▶ GIVEN EXERCISE A
According to the passage about Mayu, what ends her marriage to the American? Explain in one to three sentences.

### GIVEN TEXT

Mayu both loves and loathes her father. She hates his alcoholic rages, how he abuses her mother and abandons the family. But his talk of social justice kindles her imagination and fills her heart with passion. She vows to defy her mother’s acquiescent example in her own life. 


As she grows up, Mayu’s intelligence and hard work propel her forward. At the same time, she is disappointed over and over in her relationships. As her career takes her around the world, she encounters a wide variety of men who both attract and repel her. She marries an American, but his incessant womanizing drives them apart, and she finds herself the lonely single mother of two boys.

She meets a sincere Indian American, and she and he link up romantically. But Mayu’s emotional baggage, her messy domestic life, and the yawning cultural chasm between her and her Indian lover run like treacherous emotional fault-lines under the affair. Mayu’s intense desire for meaningful connection is at constant odds with her critical, skeptical independence.

######

▶ GIVEN EXERCISE B
In the records, copy word for word the lines from the line with "Locate the road surface" to the line with "pixel 58 232", including both of those lines.

### EXTRACTED INFORMATION

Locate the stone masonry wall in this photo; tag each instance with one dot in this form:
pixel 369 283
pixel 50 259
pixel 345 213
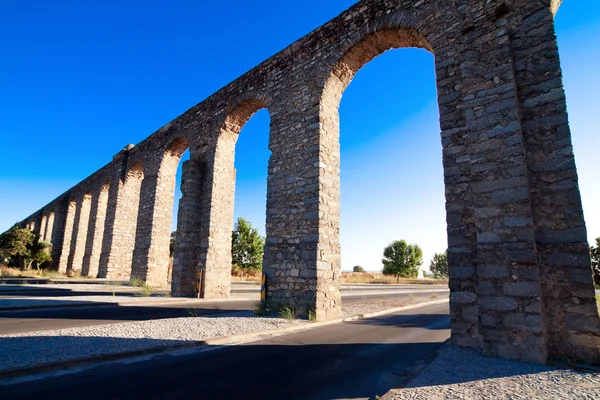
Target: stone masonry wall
pixel 520 276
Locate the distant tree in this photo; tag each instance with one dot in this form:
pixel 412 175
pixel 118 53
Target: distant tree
pixel 172 243
pixel 439 265
pixel 247 246
pixel 595 253
pixel 40 254
pixel 401 259
pixel 23 248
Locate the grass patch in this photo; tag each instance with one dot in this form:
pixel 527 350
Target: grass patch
pixel 136 282
pixel 192 312
pixel 287 312
pixel 374 278
pixel 9 272
pixel 145 291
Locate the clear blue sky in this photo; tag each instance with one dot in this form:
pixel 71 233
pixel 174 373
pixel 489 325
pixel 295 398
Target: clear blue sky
pixel 80 80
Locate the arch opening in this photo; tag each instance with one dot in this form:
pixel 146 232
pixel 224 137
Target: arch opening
pixel 383 163
pixel 79 237
pixel 127 217
pixel 67 236
pixel 155 266
pixel 93 247
pixel 251 159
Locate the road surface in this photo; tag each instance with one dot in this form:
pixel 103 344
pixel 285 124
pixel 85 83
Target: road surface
pixel 352 360
pixel 13 322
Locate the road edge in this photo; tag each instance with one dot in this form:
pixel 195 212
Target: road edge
pixel 231 340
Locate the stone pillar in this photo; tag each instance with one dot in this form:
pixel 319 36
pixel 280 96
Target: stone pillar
pixel 93 247
pixel 569 307
pixel 302 252
pixel 206 215
pixel 43 228
pixel 49 228
pixel 121 221
pixel 478 83
pixel 67 234
pixel 80 231
pixel 189 223
pixel 151 253
pixel 59 218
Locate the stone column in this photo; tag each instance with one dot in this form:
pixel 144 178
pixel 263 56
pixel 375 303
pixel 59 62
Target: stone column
pixel 479 85
pixel 151 253
pixel 67 233
pixel 121 220
pixel 79 237
pixel 302 253
pixel 206 216
pixel 91 258
pixel 43 228
pixel 49 228
pixel 189 227
pixel 569 307
pixel 58 232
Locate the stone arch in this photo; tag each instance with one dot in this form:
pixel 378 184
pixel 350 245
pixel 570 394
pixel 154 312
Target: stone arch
pixel 43 227
pixel 204 233
pixel 67 236
pixel 49 232
pixel 93 247
pixel 79 236
pixel 151 254
pixel 360 54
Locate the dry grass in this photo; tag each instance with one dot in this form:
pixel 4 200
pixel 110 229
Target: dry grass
pixel 374 278
pixel 352 277
pixel 8 272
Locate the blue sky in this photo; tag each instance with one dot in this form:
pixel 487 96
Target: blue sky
pixel 80 80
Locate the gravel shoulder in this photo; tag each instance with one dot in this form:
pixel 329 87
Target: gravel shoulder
pixel 460 373
pixel 33 348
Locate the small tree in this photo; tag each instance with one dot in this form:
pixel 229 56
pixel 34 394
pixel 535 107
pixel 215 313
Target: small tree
pixel 39 254
pixel 247 246
pixel 595 253
pixel 401 259
pixel 172 243
pixel 439 265
pixel 23 248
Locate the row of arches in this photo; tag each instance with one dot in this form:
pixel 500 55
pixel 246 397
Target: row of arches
pixel 504 183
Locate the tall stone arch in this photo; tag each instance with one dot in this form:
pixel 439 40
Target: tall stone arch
pixel 205 215
pixel 121 220
pixel 151 254
pixel 95 232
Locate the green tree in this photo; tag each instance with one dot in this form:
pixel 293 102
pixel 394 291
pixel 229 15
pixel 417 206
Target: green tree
pixel 595 253
pixel 439 265
pixel 23 248
pixel 402 259
pixel 358 268
pixel 172 243
pixel 247 246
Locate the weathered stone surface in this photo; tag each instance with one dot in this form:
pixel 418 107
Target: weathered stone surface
pixel 517 247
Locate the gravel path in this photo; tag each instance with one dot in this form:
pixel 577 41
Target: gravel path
pixel 73 300
pixel 18 351
pixel 460 373
pixel 373 305
pixel 22 350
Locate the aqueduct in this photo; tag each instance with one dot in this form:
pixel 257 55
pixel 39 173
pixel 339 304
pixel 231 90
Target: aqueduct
pixel 520 276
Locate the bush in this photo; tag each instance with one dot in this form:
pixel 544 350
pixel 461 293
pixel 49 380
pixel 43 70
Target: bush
pixel 358 268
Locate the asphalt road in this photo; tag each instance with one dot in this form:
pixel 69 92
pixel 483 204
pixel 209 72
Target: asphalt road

######

▶ EXERCISE SOLUTION A
Her American husband's incessant womanizing drives them apart. After the marriage ends, she is left as the lonely single mother of two boys.

▶ EXERCISE SOLUTION B
Locate the road surface in this photo; tag each instance with one dot in this form:
pixel 103 344
pixel 285 124
pixel 85 83
Target: road surface
pixel 352 360
pixel 13 322
Locate the road edge in this photo; tag each instance with one dot in this form:
pixel 195 212
Target: road edge
pixel 231 340
Locate the stone pillar in this photo; tag each instance with one dot in this form:
pixel 319 36
pixel 280 96
Target: stone pillar
pixel 93 247
pixel 569 307
pixel 302 252
pixel 206 215
pixel 43 228
pixel 49 228
pixel 121 221
pixel 478 83
pixel 67 234
pixel 80 231
pixel 189 223
pixel 151 253
pixel 59 218
Locate the stone column in this photo; tag each instance with one dot in this form:
pixel 144 178
pixel 263 56
pixel 375 303
pixel 59 62
Target: stone column
pixel 479 85
pixel 151 253
pixel 67 233
pixel 121 220
pixel 79 237
pixel 302 253
pixel 206 216
pixel 91 258
pixel 43 228
pixel 49 228
pixel 189 227
pixel 569 307
pixel 58 232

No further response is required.